Task prompt →
Using the listing, copy each whole line that features "dirt".

Segment Open

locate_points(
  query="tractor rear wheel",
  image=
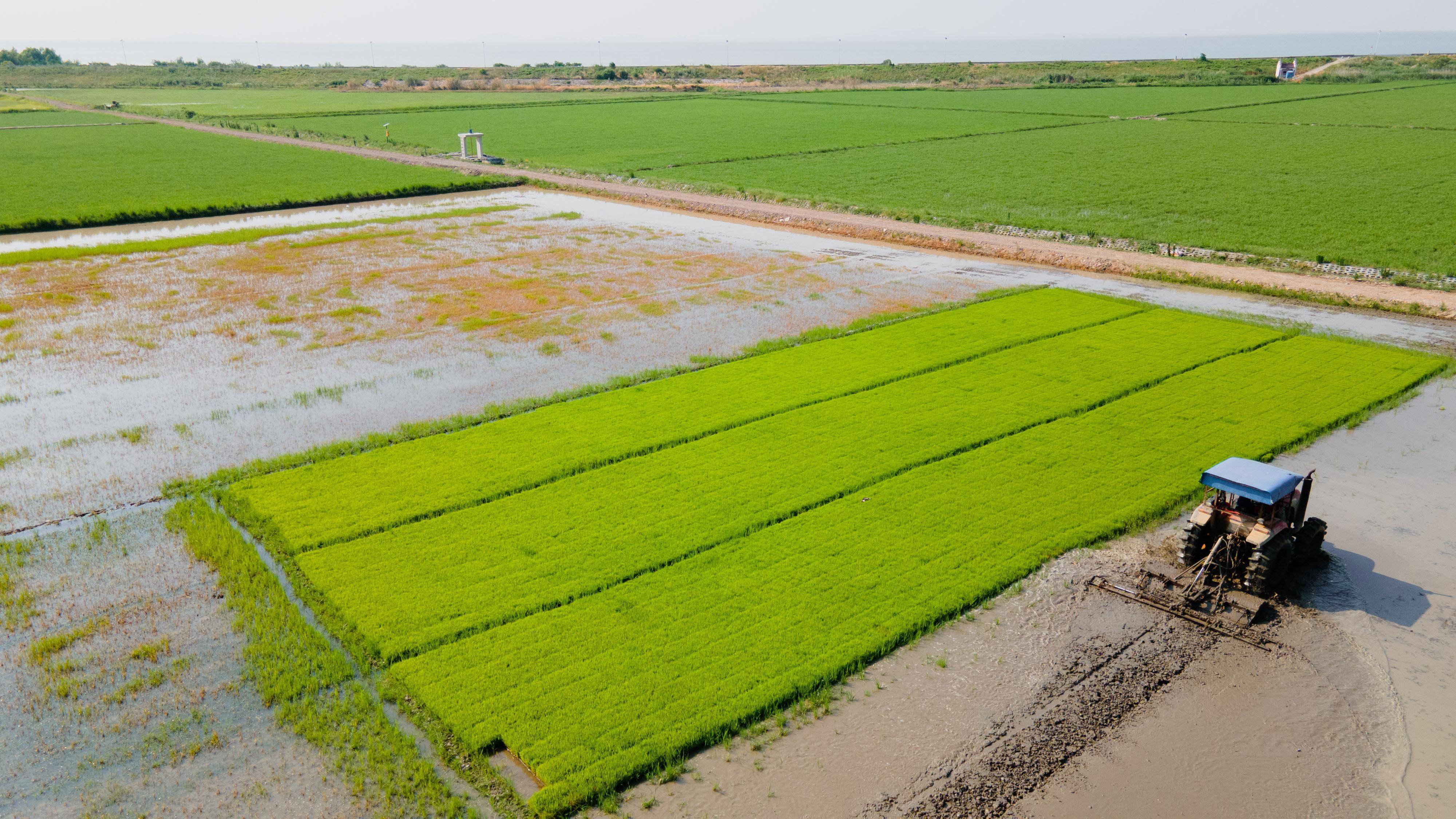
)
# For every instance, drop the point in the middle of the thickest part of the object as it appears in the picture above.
(1190, 550)
(1311, 540)
(1267, 565)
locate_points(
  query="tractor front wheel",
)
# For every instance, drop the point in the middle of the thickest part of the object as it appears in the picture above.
(1267, 565)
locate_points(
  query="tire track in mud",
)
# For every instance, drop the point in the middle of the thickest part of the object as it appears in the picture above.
(1101, 682)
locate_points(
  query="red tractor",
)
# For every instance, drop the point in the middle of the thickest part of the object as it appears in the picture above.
(1237, 547)
(1251, 522)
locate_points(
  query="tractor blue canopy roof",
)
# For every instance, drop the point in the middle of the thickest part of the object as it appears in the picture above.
(1253, 480)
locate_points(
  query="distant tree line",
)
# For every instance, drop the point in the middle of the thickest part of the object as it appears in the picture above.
(31, 58)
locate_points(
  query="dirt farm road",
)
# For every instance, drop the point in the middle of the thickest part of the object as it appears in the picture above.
(874, 228)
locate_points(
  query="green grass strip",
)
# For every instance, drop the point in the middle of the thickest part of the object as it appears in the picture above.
(241, 237)
(346, 499)
(311, 685)
(417, 586)
(620, 684)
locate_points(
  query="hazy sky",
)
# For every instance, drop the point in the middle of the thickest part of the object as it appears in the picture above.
(579, 21)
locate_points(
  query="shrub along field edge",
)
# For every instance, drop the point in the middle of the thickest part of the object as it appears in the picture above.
(170, 213)
(241, 237)
(569, 793)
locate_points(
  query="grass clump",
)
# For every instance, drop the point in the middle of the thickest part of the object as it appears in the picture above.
(311, 684)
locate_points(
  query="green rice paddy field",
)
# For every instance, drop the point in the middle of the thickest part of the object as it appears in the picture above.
(1228, 168)
(1361, 174)
(116, 174)
(609, 583)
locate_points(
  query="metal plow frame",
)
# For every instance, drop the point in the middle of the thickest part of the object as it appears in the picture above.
(1179, 607)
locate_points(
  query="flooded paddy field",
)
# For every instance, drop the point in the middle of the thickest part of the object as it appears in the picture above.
(123, 372)
(122, 690)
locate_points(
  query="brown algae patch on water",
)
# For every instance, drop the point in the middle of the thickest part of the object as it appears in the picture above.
(124, 691)
(122, 372)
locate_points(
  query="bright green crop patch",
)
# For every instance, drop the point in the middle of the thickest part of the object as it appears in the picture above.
(347, 498)
(104, 175)
(1074, 103)
(685, 130)
(31, 119)
(1361, 196)
(430, 582)
(1428, 106)
(622, 682)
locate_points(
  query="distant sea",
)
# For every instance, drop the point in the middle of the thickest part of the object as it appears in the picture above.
(749, 53)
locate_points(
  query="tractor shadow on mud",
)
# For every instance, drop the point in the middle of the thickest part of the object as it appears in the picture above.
(1348, 581)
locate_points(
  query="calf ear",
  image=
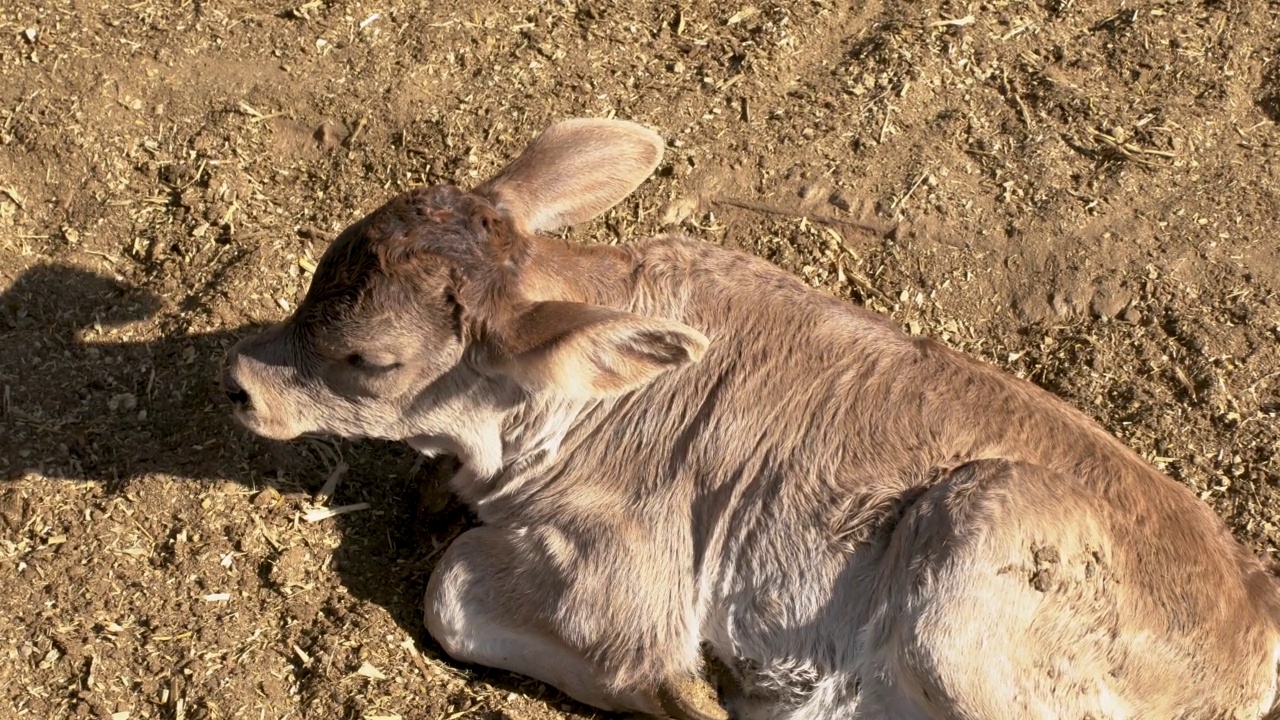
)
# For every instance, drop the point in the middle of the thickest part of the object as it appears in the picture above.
(572, 172)
(588, 351)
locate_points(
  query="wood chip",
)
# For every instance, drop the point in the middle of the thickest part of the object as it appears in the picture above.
(325, 492)
(316, 514)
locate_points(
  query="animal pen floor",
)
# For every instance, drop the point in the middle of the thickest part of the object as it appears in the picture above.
(1084, 192)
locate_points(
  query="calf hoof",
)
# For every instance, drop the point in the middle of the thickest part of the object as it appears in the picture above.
(690, 698)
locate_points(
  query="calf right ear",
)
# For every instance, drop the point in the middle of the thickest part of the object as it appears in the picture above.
(572, 172)
(588, 351)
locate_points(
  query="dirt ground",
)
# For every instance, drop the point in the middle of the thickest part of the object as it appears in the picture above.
(1082, 191)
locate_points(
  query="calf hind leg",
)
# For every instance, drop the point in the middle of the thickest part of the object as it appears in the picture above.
(996, 601)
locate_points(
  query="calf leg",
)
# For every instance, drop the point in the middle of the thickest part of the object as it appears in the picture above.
(1004, 596)
(492, 601)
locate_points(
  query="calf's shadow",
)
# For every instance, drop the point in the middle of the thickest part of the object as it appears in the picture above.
(78, 405)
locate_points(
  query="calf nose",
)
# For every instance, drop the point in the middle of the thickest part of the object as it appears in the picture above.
(233, 390)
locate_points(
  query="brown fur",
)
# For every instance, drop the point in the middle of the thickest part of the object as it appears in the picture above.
(671, 443)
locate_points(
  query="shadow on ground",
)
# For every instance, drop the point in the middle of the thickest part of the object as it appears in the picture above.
(91, 393)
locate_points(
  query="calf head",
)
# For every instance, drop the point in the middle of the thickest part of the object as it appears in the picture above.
(423, 322)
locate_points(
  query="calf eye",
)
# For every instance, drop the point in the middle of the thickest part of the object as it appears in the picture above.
(357, 360)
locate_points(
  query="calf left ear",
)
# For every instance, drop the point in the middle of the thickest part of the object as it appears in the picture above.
(588, 351)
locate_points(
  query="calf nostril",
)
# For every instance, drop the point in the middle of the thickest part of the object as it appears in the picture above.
(233, 390)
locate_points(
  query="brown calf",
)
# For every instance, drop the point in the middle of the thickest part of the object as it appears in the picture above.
(672, 445)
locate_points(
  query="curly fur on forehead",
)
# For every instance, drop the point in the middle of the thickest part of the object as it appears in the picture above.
(412, 237)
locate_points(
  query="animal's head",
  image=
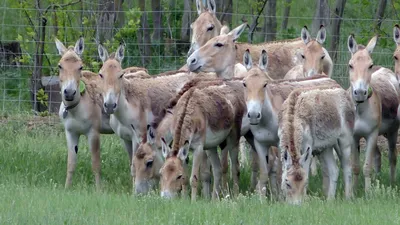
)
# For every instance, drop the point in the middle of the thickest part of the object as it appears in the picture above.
(205, 27)
(111, 74)
(295, 176)
(360, 68)
(147, 161)
(313, 54)
(70, 67)
(217, 54)
(255, 84)
(173, 176)
(396, 55)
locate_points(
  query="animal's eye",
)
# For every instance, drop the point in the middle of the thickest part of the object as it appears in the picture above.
(149, 163)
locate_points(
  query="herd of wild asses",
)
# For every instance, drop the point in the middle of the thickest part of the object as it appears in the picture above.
(278, 96)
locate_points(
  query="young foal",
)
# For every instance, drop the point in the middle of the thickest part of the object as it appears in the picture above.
(309, 121)
(80, 110)
(316, 59)
(375, 91)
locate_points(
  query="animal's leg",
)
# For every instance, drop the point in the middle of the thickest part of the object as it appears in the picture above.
(205, 174)
(254, 160)
(262, 152)
(313, 166)
(235, 167)
(195, 171)
(94, 145)
(333, 171)
(355, 159)
(392, 139)
(72, 142)
(216, 168)
(378, 160)
(225, 168)
(369, 156)
(345, 154)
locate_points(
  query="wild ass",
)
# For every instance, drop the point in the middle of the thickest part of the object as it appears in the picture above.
(205, 118)
(81, 108)
(312, 120)
(264, 100)
(316, 59)
(134, 103)
(375, 91)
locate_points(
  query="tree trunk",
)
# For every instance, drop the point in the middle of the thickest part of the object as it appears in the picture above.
(185, 30)
(286, 13)
(335, 30)
(379, 14)
(321, 16)
(157, 20)
(144, 35)
(105, 22)
(36, 83)
(270, 21)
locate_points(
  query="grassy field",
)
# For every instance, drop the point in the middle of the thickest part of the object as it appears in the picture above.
(32, 175)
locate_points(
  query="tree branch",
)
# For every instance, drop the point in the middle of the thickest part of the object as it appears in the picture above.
(255, 23)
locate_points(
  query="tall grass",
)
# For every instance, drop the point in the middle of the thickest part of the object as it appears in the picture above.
(32, 176)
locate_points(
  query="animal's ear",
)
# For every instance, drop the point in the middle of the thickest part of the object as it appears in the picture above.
(371, 44)
(396, 34)
(150, 134)
(224, 30)
(200, 6)
(352, 44)
(247, 60)
(305, 159)
(60, 47)
(119, 54)
(237, 31)
(211, 6)
(321, 35)
(305, 35)
(164, 148)
(79, 46)
(184, 151)
(102, 53)
(263, 62)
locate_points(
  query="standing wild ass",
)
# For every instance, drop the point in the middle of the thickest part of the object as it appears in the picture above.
(316, 59)
(205, 118)
(375, 91)
(136, 102)
(81, 108)
(312, 120)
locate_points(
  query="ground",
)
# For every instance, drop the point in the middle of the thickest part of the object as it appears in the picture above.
(32, 176)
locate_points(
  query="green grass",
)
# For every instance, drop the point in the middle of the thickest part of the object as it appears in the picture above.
(32, 176)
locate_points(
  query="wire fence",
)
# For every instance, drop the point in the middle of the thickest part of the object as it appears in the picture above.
(24, 26)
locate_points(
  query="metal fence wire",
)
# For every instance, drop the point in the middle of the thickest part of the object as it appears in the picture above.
(157, 36)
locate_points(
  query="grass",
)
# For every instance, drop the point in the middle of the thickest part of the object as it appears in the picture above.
(32, 176)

Segment Closed

Solution to the problem →
  query="dirt farm road",
  query="dirt ground",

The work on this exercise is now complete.